[Exercise instructions]: Your task is to copy every line of the entries that holds the word "below".

Image-grounded pointing data:

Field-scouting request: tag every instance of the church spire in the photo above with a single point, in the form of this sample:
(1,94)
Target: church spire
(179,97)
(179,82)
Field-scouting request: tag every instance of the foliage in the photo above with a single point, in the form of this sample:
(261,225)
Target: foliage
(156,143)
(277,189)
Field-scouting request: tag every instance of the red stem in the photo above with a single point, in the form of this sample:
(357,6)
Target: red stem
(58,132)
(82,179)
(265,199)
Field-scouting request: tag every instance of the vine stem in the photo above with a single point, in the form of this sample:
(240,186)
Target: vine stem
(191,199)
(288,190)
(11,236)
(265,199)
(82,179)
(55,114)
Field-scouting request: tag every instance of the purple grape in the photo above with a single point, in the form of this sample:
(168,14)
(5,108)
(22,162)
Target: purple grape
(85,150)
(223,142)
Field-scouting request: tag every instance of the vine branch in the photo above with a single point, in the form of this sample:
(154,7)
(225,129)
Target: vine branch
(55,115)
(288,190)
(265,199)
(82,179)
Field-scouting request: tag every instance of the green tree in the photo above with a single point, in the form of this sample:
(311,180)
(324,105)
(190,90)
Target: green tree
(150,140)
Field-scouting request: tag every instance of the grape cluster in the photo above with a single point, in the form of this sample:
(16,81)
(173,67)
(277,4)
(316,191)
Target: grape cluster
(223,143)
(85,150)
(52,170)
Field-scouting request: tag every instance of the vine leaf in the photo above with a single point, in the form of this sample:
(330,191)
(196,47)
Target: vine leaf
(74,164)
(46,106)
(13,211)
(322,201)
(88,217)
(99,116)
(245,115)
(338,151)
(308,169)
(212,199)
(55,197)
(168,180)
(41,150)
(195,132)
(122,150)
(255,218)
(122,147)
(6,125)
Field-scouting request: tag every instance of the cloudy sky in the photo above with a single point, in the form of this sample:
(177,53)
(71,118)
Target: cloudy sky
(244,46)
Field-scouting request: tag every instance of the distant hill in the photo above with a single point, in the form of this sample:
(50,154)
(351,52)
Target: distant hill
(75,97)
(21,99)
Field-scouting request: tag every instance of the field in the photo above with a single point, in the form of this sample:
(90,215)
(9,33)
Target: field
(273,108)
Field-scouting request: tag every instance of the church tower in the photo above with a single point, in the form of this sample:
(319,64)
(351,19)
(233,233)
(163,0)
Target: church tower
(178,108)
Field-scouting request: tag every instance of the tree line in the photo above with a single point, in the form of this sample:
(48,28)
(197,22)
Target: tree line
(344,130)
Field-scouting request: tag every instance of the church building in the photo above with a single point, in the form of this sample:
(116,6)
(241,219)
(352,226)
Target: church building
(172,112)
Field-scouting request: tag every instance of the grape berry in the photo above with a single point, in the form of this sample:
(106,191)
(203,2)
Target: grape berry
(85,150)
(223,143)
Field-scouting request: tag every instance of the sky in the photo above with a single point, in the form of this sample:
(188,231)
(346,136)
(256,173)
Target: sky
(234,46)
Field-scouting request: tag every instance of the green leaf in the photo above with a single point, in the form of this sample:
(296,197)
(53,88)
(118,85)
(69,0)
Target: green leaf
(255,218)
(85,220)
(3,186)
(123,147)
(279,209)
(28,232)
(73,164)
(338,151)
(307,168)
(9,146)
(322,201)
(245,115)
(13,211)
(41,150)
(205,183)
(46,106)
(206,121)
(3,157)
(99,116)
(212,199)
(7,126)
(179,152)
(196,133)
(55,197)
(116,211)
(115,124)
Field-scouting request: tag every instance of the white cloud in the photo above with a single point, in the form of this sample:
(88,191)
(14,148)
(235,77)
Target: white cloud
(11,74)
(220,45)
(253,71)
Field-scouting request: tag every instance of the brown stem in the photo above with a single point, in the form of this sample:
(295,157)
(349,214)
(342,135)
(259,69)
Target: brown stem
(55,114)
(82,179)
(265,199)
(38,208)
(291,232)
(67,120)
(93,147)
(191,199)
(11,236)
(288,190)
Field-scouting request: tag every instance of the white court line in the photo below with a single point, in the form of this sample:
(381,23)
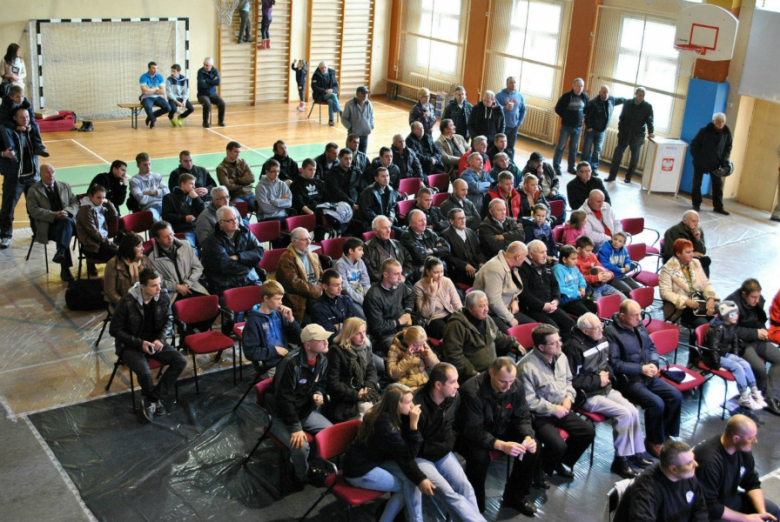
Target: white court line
(93,153)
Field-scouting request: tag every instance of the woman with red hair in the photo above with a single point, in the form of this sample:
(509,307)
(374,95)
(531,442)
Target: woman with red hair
(685,290)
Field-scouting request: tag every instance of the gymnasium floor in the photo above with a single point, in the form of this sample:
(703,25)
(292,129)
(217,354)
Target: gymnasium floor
(48,359)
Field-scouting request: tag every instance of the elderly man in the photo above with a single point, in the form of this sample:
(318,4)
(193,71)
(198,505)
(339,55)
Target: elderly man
(728,476)
(459,111)
(421,242)
(487,118)
(600,220)
(358,117)
(667,490)
(758,348)
(636,115)
(495,416)
(634,359)
(588,355)
(497,230)
(452,147)
(325,89)
(299,272)
(231,253)
(388,306)
(499,281)
(381,247)
(141,325)
(465,255)
(52,206)
(472,340)
(541,296)
(546,379)
(204,225)
(458,199)
(571,109)
(688,229)
(208,80)
(598,114)
(581,186)
(426,150)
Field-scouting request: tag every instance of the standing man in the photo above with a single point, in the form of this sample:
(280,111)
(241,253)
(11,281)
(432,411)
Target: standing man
(153,93)
(514,113)
(710,150)
(358,117)
(637,114)
(598,114)
(571,109)
(208,80)
(52,207)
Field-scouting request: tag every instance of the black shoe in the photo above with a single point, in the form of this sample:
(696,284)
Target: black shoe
(521,504)
(620,467)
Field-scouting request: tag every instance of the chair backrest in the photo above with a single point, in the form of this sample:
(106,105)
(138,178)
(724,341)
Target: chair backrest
(196,309)
(607,306)
(334,440)
(137,222)
(307,221)
(404,207)
(271,259)
(440,182)
(666,341)
(333,248)
(266,230)
(557,207)
(637,251)
(242,298)
(522,332)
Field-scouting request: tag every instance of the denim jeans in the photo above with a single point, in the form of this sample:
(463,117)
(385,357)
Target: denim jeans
(592,141)
(572,135)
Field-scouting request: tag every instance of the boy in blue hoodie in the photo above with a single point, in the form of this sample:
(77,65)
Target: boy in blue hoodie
(614,256)
(269,329)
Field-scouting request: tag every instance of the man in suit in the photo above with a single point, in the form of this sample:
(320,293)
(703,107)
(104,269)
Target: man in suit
(52,206)
(465,255)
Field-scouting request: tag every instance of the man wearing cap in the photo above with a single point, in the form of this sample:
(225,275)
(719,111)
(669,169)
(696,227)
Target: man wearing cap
(358,117)
(298,391)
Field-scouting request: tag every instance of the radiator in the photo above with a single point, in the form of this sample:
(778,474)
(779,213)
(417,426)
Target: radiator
(539,124)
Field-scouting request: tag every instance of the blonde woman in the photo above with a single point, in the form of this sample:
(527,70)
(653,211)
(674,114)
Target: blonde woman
(353,384)
(410,356)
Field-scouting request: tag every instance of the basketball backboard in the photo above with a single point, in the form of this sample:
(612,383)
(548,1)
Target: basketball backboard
(707,29)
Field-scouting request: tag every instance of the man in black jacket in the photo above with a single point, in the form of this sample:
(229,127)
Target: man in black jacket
(578,190)
(388,306)
(637,114)
(495,416)
(541,295)
(571,109)
(710,150)
(439,402)
(203,180)
(598,114)
(141,324)
(465,255)
(298,391)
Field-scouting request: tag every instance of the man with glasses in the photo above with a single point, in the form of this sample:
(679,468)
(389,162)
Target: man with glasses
(588,354)
(634,359)
(547,380)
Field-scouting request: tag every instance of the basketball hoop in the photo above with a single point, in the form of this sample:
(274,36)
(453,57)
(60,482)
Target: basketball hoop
(225,9)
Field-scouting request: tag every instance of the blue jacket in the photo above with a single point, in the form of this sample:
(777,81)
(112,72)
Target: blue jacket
(256,329)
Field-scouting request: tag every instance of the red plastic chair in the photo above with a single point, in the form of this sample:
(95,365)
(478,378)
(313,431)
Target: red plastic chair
(440,182)
(608,306)
(196,310)
(666,342)
(266,231)
(332,442)
(410,186)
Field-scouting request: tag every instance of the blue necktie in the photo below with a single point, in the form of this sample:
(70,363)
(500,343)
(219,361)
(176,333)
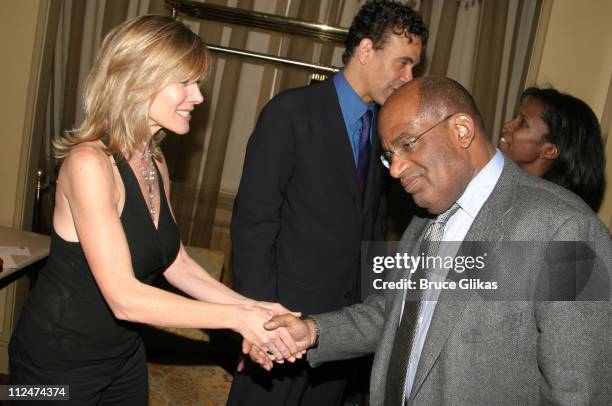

[The completed task]:
Field-scouting request: tag every instance of the white court line in the photo below with a single point, in the form of this sample:
Field-scouting request: tag every instance of the blue necktie in the photo below with a single point, in the form of this sample:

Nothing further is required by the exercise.